(Dataset rows)
-- Start --
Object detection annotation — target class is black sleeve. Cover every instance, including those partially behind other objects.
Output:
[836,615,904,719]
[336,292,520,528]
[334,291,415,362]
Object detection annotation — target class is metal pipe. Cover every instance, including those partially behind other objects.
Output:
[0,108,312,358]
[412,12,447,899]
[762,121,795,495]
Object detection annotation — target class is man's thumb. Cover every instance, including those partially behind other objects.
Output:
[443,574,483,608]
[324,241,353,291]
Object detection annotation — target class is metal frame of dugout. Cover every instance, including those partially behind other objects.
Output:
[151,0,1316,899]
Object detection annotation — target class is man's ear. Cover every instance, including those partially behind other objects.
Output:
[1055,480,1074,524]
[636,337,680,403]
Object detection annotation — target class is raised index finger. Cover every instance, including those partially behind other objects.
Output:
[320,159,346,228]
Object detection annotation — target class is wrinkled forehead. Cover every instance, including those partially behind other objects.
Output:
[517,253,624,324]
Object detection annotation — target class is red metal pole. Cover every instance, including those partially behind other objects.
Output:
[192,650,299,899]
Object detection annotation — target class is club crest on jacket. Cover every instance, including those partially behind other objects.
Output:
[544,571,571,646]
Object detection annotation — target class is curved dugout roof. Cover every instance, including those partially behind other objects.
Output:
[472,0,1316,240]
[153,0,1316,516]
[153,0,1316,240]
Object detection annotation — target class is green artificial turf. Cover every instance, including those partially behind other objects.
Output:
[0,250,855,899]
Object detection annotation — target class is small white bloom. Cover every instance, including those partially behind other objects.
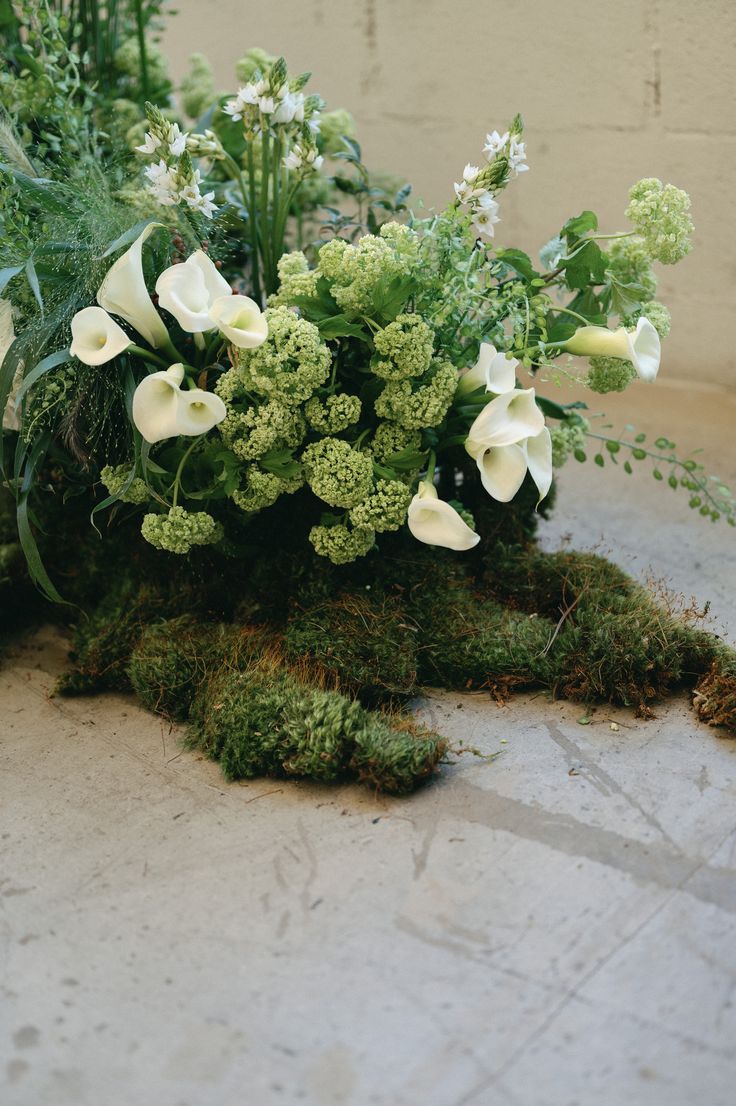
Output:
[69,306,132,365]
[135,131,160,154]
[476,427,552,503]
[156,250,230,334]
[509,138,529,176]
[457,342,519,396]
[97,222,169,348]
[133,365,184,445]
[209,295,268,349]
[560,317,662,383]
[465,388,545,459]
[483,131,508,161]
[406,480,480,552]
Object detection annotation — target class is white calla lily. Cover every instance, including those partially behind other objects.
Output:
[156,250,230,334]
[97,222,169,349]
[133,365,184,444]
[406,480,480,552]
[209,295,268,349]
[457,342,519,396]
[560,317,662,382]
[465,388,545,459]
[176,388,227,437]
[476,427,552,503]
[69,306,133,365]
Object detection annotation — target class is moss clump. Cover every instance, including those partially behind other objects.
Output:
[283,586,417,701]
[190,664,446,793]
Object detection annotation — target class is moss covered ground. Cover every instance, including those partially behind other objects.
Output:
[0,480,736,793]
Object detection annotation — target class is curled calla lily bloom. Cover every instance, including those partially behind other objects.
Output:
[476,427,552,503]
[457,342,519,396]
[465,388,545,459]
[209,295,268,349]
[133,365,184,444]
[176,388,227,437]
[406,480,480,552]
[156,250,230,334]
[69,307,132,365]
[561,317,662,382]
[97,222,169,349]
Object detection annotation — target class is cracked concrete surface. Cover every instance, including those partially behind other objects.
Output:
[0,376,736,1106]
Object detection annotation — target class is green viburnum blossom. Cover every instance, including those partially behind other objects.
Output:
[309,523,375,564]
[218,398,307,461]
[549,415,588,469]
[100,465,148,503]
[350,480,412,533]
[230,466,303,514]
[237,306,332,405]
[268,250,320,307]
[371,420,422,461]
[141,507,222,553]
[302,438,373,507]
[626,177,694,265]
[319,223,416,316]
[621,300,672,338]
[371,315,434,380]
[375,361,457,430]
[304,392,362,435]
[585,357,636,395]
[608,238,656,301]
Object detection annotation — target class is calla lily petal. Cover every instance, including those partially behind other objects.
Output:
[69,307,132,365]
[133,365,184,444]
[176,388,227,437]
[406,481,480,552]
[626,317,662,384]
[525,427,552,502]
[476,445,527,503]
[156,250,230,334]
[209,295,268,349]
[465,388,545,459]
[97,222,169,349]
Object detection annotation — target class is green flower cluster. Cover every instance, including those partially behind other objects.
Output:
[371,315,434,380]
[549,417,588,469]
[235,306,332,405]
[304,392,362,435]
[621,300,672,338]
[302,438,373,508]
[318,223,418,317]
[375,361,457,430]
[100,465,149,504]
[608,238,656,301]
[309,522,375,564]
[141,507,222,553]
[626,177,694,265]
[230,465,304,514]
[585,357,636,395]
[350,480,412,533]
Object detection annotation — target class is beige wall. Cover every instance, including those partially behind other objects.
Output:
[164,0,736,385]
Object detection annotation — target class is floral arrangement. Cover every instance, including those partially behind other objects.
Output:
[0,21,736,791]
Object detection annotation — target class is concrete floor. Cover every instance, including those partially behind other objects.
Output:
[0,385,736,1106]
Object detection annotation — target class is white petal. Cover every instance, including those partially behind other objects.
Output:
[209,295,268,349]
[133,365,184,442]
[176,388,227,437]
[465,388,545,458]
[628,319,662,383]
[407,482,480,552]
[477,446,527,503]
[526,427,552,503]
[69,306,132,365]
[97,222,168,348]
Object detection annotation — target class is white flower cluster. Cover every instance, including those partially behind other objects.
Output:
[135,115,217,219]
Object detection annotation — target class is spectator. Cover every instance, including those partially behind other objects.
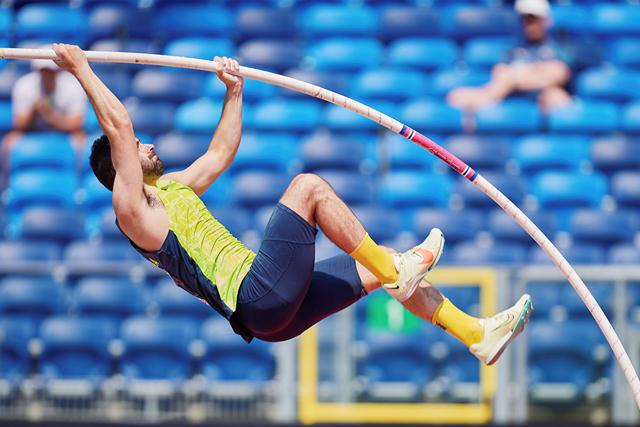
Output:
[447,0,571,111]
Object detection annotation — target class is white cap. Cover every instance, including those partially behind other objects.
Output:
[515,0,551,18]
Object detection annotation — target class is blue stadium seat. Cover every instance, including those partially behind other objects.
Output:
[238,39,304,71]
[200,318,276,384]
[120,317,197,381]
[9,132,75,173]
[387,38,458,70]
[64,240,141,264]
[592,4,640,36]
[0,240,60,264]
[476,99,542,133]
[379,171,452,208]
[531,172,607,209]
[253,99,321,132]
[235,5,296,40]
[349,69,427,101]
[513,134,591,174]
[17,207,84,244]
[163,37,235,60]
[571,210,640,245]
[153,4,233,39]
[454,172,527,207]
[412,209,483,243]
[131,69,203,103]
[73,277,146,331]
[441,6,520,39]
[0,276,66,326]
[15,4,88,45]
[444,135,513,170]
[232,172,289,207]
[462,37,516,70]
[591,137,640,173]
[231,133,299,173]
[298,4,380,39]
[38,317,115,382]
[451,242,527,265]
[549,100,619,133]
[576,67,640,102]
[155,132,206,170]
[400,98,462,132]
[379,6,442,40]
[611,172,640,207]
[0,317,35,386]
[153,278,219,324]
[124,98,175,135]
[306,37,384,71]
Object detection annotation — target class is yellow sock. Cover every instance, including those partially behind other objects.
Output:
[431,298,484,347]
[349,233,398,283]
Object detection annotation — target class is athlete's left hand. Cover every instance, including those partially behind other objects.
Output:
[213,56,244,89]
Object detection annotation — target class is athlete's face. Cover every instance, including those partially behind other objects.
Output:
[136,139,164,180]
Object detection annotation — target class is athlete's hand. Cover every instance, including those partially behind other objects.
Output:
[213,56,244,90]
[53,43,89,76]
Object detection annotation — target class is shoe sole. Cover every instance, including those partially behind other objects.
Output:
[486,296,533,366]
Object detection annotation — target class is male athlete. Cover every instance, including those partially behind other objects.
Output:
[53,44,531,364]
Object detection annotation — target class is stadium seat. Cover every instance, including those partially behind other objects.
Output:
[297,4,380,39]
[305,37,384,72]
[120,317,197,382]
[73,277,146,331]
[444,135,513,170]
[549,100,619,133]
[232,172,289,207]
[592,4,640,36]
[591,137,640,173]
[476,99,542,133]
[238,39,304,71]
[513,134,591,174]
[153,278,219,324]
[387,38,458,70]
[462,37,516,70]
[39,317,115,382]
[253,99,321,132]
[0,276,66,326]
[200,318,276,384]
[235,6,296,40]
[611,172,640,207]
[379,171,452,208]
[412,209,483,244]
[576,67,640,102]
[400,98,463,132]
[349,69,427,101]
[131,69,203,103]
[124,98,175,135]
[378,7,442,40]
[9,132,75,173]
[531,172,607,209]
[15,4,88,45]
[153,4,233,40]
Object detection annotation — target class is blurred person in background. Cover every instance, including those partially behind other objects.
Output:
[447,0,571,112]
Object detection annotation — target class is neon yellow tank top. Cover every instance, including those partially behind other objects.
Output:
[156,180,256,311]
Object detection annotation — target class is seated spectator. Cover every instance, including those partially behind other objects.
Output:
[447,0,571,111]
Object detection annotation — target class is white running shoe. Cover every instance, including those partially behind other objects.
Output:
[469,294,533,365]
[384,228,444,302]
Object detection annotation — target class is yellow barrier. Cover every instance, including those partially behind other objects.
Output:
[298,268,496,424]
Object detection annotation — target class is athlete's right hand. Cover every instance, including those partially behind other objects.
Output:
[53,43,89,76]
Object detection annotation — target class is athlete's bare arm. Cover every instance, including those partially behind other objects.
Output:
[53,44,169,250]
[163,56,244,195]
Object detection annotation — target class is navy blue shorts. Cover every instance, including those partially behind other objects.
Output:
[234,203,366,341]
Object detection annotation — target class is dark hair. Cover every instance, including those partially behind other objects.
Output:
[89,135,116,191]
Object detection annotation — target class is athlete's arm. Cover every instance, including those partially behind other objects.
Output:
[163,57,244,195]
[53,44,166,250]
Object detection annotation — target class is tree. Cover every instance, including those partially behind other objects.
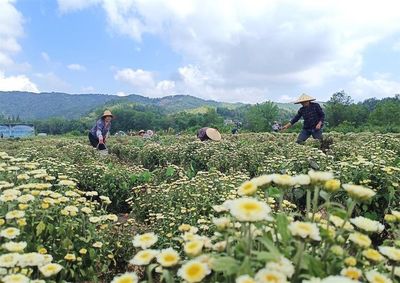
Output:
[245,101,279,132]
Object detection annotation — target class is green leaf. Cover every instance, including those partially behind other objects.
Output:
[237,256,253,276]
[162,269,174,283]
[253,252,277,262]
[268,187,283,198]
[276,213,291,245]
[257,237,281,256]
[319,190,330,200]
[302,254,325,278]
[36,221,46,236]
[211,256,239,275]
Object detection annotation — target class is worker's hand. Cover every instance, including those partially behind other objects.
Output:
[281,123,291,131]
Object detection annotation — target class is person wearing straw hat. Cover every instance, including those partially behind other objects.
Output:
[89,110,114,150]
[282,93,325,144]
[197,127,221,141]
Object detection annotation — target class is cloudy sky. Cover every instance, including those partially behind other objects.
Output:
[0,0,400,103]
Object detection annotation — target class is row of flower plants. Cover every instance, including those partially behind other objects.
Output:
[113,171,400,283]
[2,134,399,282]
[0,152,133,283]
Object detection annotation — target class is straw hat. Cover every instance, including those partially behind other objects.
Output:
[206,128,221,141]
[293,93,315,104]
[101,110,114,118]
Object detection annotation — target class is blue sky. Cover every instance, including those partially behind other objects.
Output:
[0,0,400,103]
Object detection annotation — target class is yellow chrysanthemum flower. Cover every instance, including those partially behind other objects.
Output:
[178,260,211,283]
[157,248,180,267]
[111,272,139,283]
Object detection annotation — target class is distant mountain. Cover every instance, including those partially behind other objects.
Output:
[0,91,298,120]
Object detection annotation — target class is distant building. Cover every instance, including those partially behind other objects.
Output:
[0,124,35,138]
-- End --
## STATED GOAL:
Rescale the listing starting at its first line and ending at the line containing "[517,253,624,324]", both included, and reproduce every line in that span, requests unchanged. In the answers, multiply each bounding-box coordinate by 2.2 and round to the nearest whole number, with halves rounded up.

## COMPLETE OUTPUT:
Object detection annotation — target class is black sleeve. Cover every instance, including those partially behind other objects.
Output:
[1839,1353,1989,1582]
[739,642,1144,1162]
[735,640,913,796]
Object detection annotation — target class is metal pipe. Cover every instance, including those partially behind other objects.
Output:
[0,238,686,788]
[906,26,983,1978]
[1676,266,1749,1089]
Object detection annotation — target class is man's thumb. Cover every instance, including those partially behind other objects.
Output:
[975,1263,1063,1338]
[713,530,777,640]
Object detection annotation — target class is metal frame of dugout. Cover every instance, including those partially behind other objects.
Output:
[332,0,2895,1978]
Object detection annotation — target class is man's ear. Cover every instance, including those partially behind other objects.
Output:
[2321,1056,2363,1153]
[1399,741,1496,887]
Object detection annotation — target class is raised index finger. Cover every instance, including those partially behind other objects.
Output:
[704,350,761,502]
Object detection annotation — target class is wrinkled forehead. Cover every instance, including those partially behind other objects.
Output:
[1137,557,1373,713]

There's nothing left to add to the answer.